Exercise aim: Return all the entries below exactly as they were given.
*** Opening of Listed records ***
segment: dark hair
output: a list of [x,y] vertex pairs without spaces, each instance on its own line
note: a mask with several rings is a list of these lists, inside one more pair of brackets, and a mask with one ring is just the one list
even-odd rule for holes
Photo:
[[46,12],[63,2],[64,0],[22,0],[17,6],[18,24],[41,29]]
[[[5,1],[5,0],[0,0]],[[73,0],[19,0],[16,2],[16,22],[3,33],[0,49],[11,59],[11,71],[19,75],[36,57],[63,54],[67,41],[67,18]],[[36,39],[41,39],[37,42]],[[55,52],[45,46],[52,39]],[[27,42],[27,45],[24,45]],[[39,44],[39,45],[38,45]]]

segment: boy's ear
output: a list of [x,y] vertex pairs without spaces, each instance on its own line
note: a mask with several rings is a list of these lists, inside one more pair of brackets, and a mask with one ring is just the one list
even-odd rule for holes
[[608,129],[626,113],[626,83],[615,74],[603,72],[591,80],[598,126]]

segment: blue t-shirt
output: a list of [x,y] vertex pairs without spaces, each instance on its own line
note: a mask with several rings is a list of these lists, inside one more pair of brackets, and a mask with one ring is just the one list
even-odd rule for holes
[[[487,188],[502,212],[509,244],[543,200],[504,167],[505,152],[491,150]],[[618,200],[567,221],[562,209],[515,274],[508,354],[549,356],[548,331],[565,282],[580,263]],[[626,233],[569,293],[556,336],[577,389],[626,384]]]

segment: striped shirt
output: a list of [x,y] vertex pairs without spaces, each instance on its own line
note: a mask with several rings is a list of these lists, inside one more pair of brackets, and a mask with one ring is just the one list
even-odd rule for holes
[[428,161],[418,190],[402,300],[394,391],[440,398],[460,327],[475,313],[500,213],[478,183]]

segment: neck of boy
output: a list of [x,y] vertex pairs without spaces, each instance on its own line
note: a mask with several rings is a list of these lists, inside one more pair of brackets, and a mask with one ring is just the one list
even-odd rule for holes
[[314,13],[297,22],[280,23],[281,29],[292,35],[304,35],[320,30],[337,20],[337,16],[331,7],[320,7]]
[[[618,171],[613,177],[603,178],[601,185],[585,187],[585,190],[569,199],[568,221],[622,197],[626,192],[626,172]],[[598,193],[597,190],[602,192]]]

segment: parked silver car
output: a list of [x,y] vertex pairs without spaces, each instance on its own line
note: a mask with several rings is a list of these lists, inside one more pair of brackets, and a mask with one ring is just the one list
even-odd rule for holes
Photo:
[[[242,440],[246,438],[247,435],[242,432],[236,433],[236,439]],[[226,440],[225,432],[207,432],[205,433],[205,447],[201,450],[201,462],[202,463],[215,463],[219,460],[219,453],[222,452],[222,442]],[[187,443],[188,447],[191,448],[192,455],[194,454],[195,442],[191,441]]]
*** Close of Listed records ***
Solution for this problem:
segment: dark hair
output: a list of [x,y] vertex pairs without spaces, each instance on its own line
note: a mask with several rings is a list of these lists, inside one more pair of brackets, and a mask with one ring is just the one list
even-odd rule for holes
Photo:
[[46,12],[63,2],[64,0],[22,0],[17,6],[18,24],[41,29]]
[[[5,1],[5,0],[0,0]],[[73,0],[19,0],[16,2],[16,22],[3,33],[0,49],[11,59],[11,71],[19,75],[36,57],[63,54],[67,41],[67,18]],[[36,39],[41,39],[37,42]],[[55,52],[45,46],[52,39]],[[27,42],[27,45],[24,45]],[[39,44],[39,45],[38,45]]]

segment: boy's ear
output: a list of [x,y] vertex pairs without spaces, each instance on its own line
note: a mask with several rings is a list of these lists, inside one more pair of brackets, and a mask with one ring is just the one list
even-odd rule for holes
[[608,129],[626,113],[626,83],[615,74],[603,72],[591,80],[598,126]]

segment: blue t-shirt
output: a list of [x,y] vertex pairs without spaces, each instance on its own line
note: a mask with several rings is a list of these lists, inside one more pair of brackets, and a mask with one ring is just the one list
even-odd rule for holes
[[[487,188],[502,212],[509,244],[543,200],[504,167],[505,152],[491,150]],[[618,200],[567,221],[562,209],[515,274],[508,354],[549,356],[548,331],[565,282],[580,263]],[[626,233],[569,293],[556,336],[577,389],[626,384]]]

segment: striped shirt
output: a list of [x,y] vertex pairs without spaces, each instance on its own line
note: a mask with several rings is a list of these lists, inside one more pair of brackets, and a mask with one ring is just the one list
even-odd rule for holes
[[428,161],[418,190],[402,300],[394,391],[440,398],[460,327],[475,313],[500,213],[478,183]]

segment: neck of boy
output: a list of [x,y] vertex pairs without spaces, each instance on its own line
note: a mask with several rings is a list of these lists, inside one more pair of brackets, and a mask with one ring is just the one list
even-odd rule for holes
[[314,13],[297,22],[280,23],[281,29],[292,35],[304,35],[320,30],[337,20],[337,16],[331,7],[320,7]]
[[[618,171],[613,177],[603,178],[601,185],[585,187],[585,190],[569,199],[568,221],[622,197],[626,192],[626,172]],[[598,193],[597,190],[602,192]]]

segment: parked silver car
output: a list of [x,y] vertex pairs without spaces, each instance on its own line
note: a mask with several rings is a list of these lists, inside one more pair of brackets, and a mask with one ring is just the one list
even-odd rule for holes
Photo:
[[[242,440],[246,438],[247,435],[242,432],[236,433],[236,439]],[[226,440],[225,432],[207,432],[205,433],[205,447],[201,450],[201,462],[202,463],[215,463],[219,460],[219,453],[222,452],[222,442]],[[187,443],[188,447],[191,448],[192,455],[194,454],[195,442],[191,441]]]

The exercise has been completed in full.